Count how many lines of the material below contain the string "person", matching case exactly, and reply with only that number.
+++++
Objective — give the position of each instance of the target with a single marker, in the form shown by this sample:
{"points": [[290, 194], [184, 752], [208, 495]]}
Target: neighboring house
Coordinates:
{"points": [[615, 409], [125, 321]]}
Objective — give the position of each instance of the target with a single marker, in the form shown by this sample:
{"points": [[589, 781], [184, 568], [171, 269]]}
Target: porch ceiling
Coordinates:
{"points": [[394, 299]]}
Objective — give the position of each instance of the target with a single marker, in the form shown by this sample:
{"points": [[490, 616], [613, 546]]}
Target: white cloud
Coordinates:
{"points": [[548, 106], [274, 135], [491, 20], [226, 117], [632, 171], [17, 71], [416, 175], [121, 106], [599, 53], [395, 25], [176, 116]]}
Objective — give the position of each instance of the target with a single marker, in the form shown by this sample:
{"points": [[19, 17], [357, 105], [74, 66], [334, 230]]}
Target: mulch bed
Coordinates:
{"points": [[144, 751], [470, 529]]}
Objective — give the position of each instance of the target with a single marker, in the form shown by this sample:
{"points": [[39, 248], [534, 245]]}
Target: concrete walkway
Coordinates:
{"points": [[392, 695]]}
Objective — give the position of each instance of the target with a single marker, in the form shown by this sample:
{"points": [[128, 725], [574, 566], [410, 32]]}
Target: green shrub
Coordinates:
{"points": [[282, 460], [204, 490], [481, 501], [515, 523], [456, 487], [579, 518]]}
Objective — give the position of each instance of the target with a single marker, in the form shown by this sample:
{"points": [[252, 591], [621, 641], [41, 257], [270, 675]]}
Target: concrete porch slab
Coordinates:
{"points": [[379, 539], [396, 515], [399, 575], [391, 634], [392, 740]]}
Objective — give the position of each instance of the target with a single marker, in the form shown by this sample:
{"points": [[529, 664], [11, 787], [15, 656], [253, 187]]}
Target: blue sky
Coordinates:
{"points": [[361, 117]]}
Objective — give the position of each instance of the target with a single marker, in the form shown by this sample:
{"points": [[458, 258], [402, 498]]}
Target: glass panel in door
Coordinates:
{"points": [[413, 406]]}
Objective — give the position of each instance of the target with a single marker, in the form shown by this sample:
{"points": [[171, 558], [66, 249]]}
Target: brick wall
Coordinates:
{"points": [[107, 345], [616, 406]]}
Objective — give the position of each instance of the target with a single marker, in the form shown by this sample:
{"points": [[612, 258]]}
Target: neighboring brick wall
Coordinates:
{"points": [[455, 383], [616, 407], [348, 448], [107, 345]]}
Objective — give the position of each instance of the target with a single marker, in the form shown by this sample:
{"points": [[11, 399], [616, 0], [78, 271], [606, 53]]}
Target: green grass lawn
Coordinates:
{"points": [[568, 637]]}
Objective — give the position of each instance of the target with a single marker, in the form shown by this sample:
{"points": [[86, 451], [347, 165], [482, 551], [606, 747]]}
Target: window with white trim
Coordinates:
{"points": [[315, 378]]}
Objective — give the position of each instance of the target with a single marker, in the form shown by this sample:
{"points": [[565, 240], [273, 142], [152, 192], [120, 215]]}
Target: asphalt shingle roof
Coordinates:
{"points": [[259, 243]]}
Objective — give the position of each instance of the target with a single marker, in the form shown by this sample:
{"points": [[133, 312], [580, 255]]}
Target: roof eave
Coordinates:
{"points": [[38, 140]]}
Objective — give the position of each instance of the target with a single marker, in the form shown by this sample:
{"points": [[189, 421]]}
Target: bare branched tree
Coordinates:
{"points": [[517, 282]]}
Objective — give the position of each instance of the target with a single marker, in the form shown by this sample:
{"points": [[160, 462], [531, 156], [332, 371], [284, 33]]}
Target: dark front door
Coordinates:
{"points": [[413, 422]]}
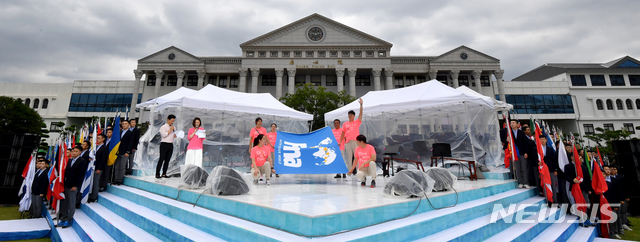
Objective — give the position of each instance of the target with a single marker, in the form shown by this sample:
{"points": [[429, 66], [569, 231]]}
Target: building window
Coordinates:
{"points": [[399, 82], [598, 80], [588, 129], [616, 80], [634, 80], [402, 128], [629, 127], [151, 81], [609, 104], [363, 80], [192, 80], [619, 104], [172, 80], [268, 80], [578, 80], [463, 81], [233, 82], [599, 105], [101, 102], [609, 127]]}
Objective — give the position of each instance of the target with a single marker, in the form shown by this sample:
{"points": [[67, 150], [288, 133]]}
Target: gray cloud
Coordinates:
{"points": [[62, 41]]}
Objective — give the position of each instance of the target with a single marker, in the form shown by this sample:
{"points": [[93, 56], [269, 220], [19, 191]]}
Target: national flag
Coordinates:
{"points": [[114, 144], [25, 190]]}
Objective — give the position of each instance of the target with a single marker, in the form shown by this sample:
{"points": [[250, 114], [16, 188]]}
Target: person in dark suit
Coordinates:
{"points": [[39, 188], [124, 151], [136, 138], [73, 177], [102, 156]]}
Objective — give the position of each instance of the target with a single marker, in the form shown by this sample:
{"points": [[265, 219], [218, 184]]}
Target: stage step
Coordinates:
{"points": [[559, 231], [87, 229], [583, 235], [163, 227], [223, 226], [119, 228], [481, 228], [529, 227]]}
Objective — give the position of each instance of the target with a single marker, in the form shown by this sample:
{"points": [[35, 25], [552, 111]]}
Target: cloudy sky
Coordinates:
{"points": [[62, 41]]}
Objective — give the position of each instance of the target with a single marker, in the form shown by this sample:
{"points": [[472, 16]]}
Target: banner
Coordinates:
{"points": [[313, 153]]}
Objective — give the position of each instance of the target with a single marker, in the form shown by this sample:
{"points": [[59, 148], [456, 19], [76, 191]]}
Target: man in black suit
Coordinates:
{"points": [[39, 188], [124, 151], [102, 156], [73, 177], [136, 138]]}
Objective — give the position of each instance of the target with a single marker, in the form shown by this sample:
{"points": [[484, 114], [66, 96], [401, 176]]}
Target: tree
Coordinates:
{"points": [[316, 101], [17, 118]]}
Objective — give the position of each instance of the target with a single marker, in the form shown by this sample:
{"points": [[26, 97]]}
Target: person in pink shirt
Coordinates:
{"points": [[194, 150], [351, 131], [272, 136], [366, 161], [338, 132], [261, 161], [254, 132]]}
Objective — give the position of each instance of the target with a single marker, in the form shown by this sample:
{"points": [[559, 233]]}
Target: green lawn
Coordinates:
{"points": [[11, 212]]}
+++++
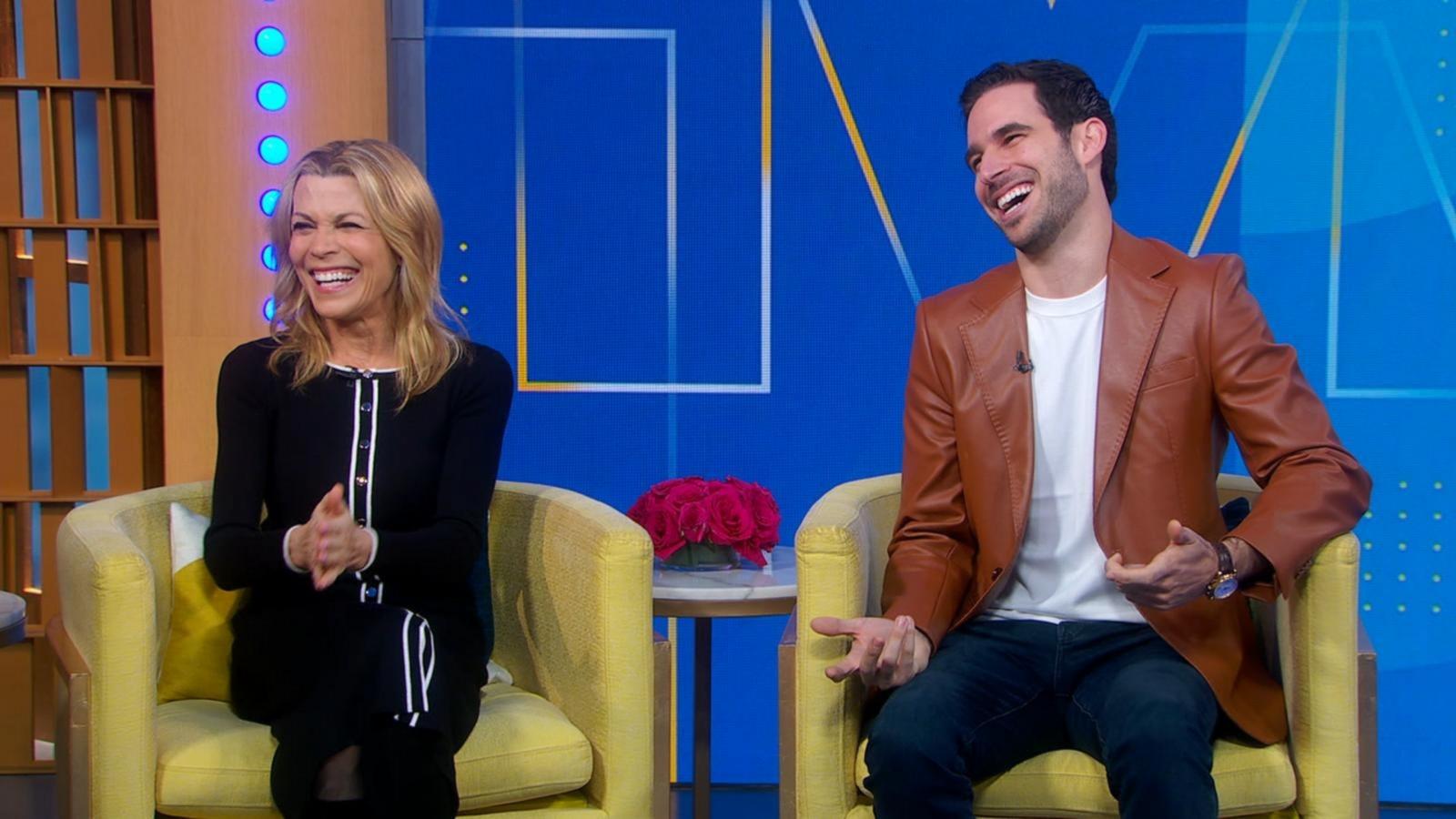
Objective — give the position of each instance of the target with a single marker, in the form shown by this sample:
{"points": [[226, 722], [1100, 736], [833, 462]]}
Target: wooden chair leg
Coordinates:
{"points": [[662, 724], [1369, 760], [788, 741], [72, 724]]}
+++++
* Exercise solution
2